▶ **Challenge**: Reproduce every line of the entries below, unchanged, from the line containing "Practice. Place a point on every instance of the gray" down to the line containing "Target: upholstered wooden chair", including both of those lines.

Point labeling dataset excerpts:
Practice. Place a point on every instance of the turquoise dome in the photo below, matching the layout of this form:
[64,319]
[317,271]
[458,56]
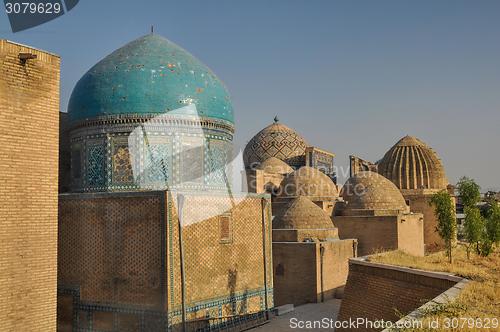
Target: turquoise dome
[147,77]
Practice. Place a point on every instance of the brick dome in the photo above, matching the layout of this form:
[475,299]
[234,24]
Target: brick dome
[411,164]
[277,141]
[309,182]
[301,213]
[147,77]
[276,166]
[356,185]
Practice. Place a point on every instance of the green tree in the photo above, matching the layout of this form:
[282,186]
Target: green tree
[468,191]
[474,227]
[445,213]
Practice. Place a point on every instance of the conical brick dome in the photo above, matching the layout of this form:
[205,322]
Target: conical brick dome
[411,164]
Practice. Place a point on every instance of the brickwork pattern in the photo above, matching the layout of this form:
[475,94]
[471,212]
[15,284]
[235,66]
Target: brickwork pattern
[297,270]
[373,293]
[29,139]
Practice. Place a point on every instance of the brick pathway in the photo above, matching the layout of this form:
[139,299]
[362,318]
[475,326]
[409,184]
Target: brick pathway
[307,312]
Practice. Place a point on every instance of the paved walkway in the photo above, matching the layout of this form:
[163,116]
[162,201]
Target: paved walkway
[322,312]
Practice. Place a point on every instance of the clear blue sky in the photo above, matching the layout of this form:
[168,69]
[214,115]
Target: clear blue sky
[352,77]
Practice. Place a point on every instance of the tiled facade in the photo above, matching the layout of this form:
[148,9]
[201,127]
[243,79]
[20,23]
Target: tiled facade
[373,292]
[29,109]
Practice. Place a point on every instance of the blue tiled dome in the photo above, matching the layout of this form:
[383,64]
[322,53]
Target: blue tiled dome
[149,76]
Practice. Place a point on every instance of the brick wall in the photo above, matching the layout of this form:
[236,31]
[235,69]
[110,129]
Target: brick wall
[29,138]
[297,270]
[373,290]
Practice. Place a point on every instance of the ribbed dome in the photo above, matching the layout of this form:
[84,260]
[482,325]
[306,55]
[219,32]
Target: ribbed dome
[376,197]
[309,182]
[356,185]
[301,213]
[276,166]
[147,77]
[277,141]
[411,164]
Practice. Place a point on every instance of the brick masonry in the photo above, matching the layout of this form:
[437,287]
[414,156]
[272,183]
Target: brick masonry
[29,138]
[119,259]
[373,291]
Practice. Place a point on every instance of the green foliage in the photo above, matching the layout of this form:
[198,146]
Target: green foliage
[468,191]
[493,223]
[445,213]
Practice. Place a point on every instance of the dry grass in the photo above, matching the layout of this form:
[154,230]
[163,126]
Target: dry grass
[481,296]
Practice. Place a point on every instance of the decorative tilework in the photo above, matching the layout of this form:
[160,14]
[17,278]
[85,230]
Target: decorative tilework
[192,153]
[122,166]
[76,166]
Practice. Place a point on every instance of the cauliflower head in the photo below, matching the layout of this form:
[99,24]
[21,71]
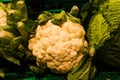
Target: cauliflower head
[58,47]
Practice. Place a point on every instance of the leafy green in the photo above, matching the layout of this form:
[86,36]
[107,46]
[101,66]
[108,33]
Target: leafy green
...
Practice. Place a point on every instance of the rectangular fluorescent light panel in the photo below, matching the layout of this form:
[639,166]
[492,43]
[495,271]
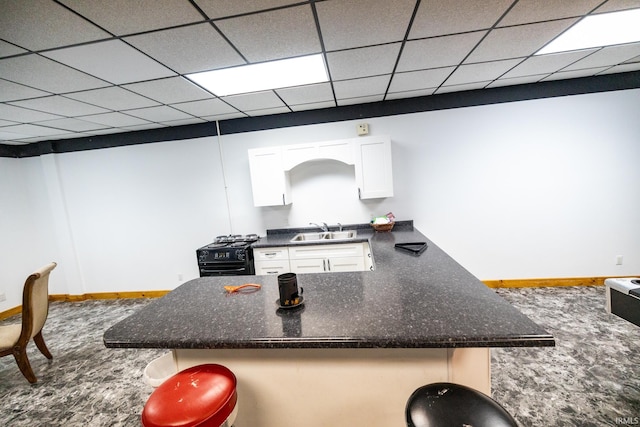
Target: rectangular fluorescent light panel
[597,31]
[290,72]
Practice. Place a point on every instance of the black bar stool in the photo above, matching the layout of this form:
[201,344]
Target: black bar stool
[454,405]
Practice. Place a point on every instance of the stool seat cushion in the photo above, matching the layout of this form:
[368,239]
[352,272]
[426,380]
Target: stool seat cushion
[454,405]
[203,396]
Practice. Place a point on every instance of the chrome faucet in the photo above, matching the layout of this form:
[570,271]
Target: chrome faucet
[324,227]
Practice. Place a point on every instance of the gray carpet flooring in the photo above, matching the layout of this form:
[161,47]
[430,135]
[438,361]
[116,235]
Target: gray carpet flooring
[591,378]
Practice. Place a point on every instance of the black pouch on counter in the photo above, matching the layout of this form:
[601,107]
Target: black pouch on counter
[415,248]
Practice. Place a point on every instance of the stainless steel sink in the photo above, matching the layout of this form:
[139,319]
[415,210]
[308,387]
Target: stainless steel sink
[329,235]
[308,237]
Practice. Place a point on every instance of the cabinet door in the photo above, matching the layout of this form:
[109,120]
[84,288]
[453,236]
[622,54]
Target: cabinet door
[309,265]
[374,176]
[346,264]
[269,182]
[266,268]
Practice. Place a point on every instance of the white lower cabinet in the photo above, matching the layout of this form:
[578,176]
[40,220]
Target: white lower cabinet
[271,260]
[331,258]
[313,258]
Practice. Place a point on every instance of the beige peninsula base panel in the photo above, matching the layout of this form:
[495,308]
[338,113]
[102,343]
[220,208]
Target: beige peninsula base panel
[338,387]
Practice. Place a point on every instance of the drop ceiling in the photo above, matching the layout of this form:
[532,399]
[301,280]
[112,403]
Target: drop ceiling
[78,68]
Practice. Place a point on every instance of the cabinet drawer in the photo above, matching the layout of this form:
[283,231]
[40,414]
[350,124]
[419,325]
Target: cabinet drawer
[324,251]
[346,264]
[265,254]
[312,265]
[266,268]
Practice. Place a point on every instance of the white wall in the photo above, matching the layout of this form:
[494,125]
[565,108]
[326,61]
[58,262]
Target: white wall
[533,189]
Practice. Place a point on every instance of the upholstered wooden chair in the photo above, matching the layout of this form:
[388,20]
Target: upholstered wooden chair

▶ **Written solution**:
Practice. Place a point on every instance of the gray carpet flooring in the photo above, matching the layout of this form:
[161,47]
[430,135]
[438,361]
[116,235]
Target: gray carpet flooring
[591,378]
Practice. Place a point on every instance of the black pouch on counter in the photo above, matching the layout of this form:
[601,107]
Target: black pouch on counter
[415,248]
Practice. Place a point on every instance of the stainless steel sink in the photo above, matching the layout of this form:
[139,319]
[415,210]
[308,387]
Target: stainless steel sink
[329,235]
[308,237]
Practice. Place a point on every instance of the cabinet door in the photo above, matching the layout of this form:
[109,120]
[84,288]
[453,236]
[622,54]
Target: cabinet door
[309,265]
[374,176]
[346,264]
[269,182]
[266,268]
Practice. Place a point on every instance of the white lower cabinet in the photo above, matching the layout of this form:
[578,176]
[40,220]
Target: white lower cabinet
[271,260]
[331,258]
[313,258]
Practice. Place a point on every instance of the beige peninsula base panel in the photo above, matching the layout of this form:
[495,308]
[338,113]
[102,343]
[220,208]
Target: beige peninsula base panel
[338,387]
Practice. Place a point on every instance of the drop ceiling in the photo above, matching the layout of this form:
[532,399]
[301,280]
[112,403]
Target: drop ceiling
[78,68]
Practice. Place a point on every instance of the cabinet drawer in the photo above, matching the layout of this form:
[283,231]
[40,414]
[350,124]
[419,325]
Target: cabinet drawer
[324,251]
[346,264]
[265,254]
[312,265]
[266,268]
Practice. Place a point on every instance of the white wall in the photo above, matching the layout of this form:
[494,125]
[565,108]
[326,61]
[58,262]
Target: white wall
[533,189]
Practice. Place a point on every instance of the upholstered wooden chair in the photo above, matching the layout of this form:
[388,20]
Target: upholstered wooden chair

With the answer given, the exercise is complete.